#### Problem:
Word for word, repeat all of the entries.

########

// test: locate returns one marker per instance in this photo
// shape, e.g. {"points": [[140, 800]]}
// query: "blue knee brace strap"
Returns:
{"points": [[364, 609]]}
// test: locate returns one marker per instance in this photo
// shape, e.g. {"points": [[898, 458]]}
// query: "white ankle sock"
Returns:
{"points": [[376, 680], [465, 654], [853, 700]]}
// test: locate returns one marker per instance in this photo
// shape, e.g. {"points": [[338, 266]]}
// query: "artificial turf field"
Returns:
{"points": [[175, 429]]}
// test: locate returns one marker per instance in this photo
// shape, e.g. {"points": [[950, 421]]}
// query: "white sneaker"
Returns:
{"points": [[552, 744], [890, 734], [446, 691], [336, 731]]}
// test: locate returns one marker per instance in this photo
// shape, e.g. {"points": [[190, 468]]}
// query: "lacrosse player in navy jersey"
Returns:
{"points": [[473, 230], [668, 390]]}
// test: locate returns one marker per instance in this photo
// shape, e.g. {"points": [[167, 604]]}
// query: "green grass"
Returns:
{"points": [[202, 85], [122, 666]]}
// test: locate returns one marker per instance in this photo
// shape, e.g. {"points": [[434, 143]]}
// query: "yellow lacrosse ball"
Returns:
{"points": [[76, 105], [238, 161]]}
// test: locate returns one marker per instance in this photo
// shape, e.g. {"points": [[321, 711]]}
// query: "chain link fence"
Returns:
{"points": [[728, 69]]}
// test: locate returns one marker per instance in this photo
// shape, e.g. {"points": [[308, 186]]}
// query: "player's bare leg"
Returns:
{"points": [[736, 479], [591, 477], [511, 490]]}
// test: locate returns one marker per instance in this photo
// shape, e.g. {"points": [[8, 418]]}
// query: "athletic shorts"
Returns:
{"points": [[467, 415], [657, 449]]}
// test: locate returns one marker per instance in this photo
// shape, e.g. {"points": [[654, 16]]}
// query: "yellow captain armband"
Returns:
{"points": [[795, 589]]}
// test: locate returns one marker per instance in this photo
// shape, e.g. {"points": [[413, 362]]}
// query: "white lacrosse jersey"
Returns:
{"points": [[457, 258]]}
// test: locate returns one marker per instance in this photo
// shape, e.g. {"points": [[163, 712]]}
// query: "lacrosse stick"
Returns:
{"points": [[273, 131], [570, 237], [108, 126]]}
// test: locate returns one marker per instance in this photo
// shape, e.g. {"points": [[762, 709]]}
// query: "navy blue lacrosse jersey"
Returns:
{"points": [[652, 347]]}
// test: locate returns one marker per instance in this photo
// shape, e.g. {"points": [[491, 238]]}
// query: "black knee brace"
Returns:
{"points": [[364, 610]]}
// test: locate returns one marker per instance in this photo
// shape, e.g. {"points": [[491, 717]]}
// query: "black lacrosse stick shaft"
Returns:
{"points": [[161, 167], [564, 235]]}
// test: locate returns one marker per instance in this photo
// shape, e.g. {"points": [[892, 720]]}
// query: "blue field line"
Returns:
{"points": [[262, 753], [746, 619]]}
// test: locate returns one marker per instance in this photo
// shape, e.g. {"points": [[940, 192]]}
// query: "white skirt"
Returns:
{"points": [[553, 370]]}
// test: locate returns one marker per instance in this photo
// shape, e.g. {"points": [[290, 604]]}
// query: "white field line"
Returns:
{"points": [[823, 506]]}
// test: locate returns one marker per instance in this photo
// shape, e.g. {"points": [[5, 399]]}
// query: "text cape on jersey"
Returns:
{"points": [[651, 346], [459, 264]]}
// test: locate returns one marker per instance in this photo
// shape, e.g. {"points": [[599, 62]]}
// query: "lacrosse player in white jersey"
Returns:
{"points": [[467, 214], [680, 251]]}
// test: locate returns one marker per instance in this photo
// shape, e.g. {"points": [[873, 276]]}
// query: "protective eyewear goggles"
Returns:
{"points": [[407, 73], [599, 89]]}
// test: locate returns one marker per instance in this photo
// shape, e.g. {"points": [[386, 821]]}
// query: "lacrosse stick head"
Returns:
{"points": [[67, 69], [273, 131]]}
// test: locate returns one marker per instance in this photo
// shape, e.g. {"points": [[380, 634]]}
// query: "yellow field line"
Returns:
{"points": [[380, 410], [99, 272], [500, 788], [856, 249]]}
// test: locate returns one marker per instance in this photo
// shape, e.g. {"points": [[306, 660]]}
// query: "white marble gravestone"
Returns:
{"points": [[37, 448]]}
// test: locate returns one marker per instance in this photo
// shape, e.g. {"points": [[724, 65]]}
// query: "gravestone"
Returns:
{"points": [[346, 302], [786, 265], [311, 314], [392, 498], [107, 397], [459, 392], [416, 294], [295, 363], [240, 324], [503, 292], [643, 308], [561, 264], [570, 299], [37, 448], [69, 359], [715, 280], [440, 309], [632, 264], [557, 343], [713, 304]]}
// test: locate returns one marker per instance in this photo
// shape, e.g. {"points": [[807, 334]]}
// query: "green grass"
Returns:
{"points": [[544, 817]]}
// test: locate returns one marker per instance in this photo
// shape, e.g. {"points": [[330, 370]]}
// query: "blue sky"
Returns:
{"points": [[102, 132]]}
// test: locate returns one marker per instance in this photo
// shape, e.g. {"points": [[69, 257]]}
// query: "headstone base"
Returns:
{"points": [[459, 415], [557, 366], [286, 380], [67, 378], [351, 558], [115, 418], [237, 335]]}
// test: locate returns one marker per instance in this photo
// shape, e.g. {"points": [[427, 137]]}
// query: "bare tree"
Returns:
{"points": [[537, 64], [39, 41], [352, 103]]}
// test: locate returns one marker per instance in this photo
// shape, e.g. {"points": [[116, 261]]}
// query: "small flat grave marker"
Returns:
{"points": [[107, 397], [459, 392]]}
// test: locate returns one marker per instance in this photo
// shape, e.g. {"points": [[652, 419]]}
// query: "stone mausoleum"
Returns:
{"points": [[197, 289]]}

########

#### Answer for this exercise:
// test: locate returns one marker per instance in this photo
// shape, e.g. {"points": [[140, 800]]}
// query: "blue knee brace strap"
Returns:
{"points": [[364, 609]]}
// test: locate returns one marker per instance in this photo
// shape, e.g. {"points": [[898, 458]]}
// query: "white ankle sock"
Returns:
{"points": [[376, 680], [465, 654], [853, 700]]}
// test: locate returns one marker per instance in this photo
// shape, e.g. {"points": [[338, 266]]}
// query: "artificial turf field"
Returns:
{"points": [[175, 429]]}
// test: locate returns one marker per instance in this photo
// shape, e.g. {"points": [[950, 421]]}
// query: "white sneaker"
Returns:
{"points": [[552, 744], [890, 734], [446, 691], [336, 731]]}
// test: locate returns one marker per instance in this photo
// shape, e.g. {"points": [[190, 468]]}
// query: "lacrosse player in navy jersey"
Returns:
{"points": [[473, 230], [668, 390]]}
// test: locate returns one marker per instance in this photo
// shape, e.g. {"points": [[167, 604]]}
// query: "green grass"
Returns:
{"points": [[202, 85], [122, 666]]}
// test: locate returns one marker per instance in this photo
// shape, e.g. {"points": [[434, 143]]}
// query: "yellow lacrosse ball"
Returns:
{"points": [[76, 105], [238, 161]]}
// test: locate returns one marker per instance in this photo
// shape, e.g. {"points": [[321, 711]]}
// query: "chain link fence"
Returns:
{"points": [[728, 69]]}
// test: locate returns one marker per instance in this photo
// shape, e.g. {"points": [[308, 186]]}
// query: "player's bare leg"
Returns:
{"points": [[736, 479], [591, 477], [511, 490]]}
// test: locate returns one marker per instance in this photo
// shape, e.g. {"points": [[8, 418]]}
// query: "athletic shorts"
Returns:
{"points": [[467, 415], [657, 449]]}
// test: locate returns one marker per instance in this photo
// shape, e.g. {"points": [[654, 16]]}
// query: "yellow captain armband"
Returns:
{"points": [[795, 589]]}
// test: locate returns one marker per instance in this photo
// shape, e.g. {"points": [[413, 362]]}
// query: "white lacrosse jersey"
Returns:
{"points": [[457, 258]]}
// test: locate returns one marker per instance in this photo
// shape, e.g. {"points": [[163, 712]]}
// query: "lacrosse stick"
Returns:
{"points": [[273, 131], [570, 237], [108, 126]]}
// test: locate returns one marker per instance in this photo
// shape, e.g. {"points": [[762, 709]]}
// query: "navy blue lacrosse jersey"
Returns:
{"points": [[652, 347]]}
// test: locate returns one marker per instance in this photo
// shape, e.g. {"points": [[491, 238]]}
// query: "black knee brace"
Returns:
{"points": [[364, 610]]}
// test: locate returns one marker per instance in this photo
// shape, e.g. {"points": [[491, 717]]}
// query: "black lacrosse stick shaft"
Returns:
{"points": [[161, 167], [564, 235]]}
// test: locate returns one marker per instance in this photo
// shape, e.g. {"points": [[892, 720]]}
// query: "blue field line"
Returns:
{"points": [[262, 753], [746, 619]]}
// test: locate returns one marker per instance in this photo
// shape, e.g. {"points": [[940, 192]]}
// query: "white skirt"
Returns:
{"points": [[553, 370]]}
// test: locate returns one marker per instance in this photo
// shape, e.g. {"points": [[290, 604]]}
// query: "white field line"
Returns:
{"points": [[823, 506]]}
// test: locate returns one marker per instance in this photo
// shape, e.g. {"points": [[5, 399]]}
// query: "text cape on jersey"
Returns:
{"points": [[651, 346], [459, 264]]}
// test: locate returns one marker per instance in this photo
// shape, e.g. {"points": [[599, 62]]}
// query: "lacrosse player in white jersey"
Returns:
{"points": [[467, 214], [680, 251]]}
// test: locate returns one marker per instance in this photo
// shape, e.g. {"points": [[873, 276]]}
// query: "protective eyewear goggles"
Returns:
{"points": [[407, 73], [599, 89]]}
// test: locate returns one marker per instance in this photo
// shape, e.g. {"points": [[386, 821]]}
// query: "lacrosse stick head"
Returns:
{"points": [[67, 69], [273, 131]]}
// test: locate returns one marker per instance in this photo
// shape, e.g. {"points": [[380, 634]]}
// query: "yellow field line"
Returns:
{"points": [[380, 410], [99, 272], [500, 788], [856, 249]]}
// test: locate returns one marker per instance in this photo
// shape, e.g. {"points": [[306, 660]]}
// query: "white marble gravestone"
Returns:
{"points": [[37, 448]]}
// test: locate returns one marker per instance in this photo
// shape, e.g. {"points": [[724, 65]]}
// query: "gravestone"
Returns:
{"points": [[346, 302], [786, 265], [311, 314], [392, 498], [107, 397], [459, 392], [416, 294], [295, 363], [240, 324], [503, 292], [643, 308], [561, 264], [570, 299], [37, 448], [69, 359], [715, 280], [440, 309], [632, 264], [557, 343], [713, 304]]}
// test: locate returns one marker per instance in this photo
// shape, e.g. {"points": [[807, 334]]}
// query: "green grass"
Returns:
{"points": [[544, 817]]}
// test: locate returns one marker per instance in this photo
// shape, e.g. {"points": [[330, 370]]}
// query: "blue sky"
Returns:
{"points": [[102, 132]]}
// test: locate returns one marker per instance in this photo
// shape, e.g. {"points": [[69, 257]]}
// query: "headstone base"
Returns:
{"points": [[459, 415], [557, 366], [286, 380], [67, 378], [351, 558], [115, 418], [237, 335]]}
// test: locate returns one marker per instance in this photo
// shape, e.g. {"points": [[427, 137]]}
// query: "bare tree"
Returns:
{"points": [[537, 64], [39, 41], [352, 103]]}
// test: locate returns one marker per instance in this photo
// shape, e.g. {"points": [[116, 261]]}
// query: "small flat grave marker"
Returns:
{"points": [[107, 397], [459, 392]]}
// test: locate returns one marker per instance in this photo
// shape, e.g. {"points": [[652, 419]]}
// query: "stone mausoleum"
Returns:
{"points": [[197, 289]]}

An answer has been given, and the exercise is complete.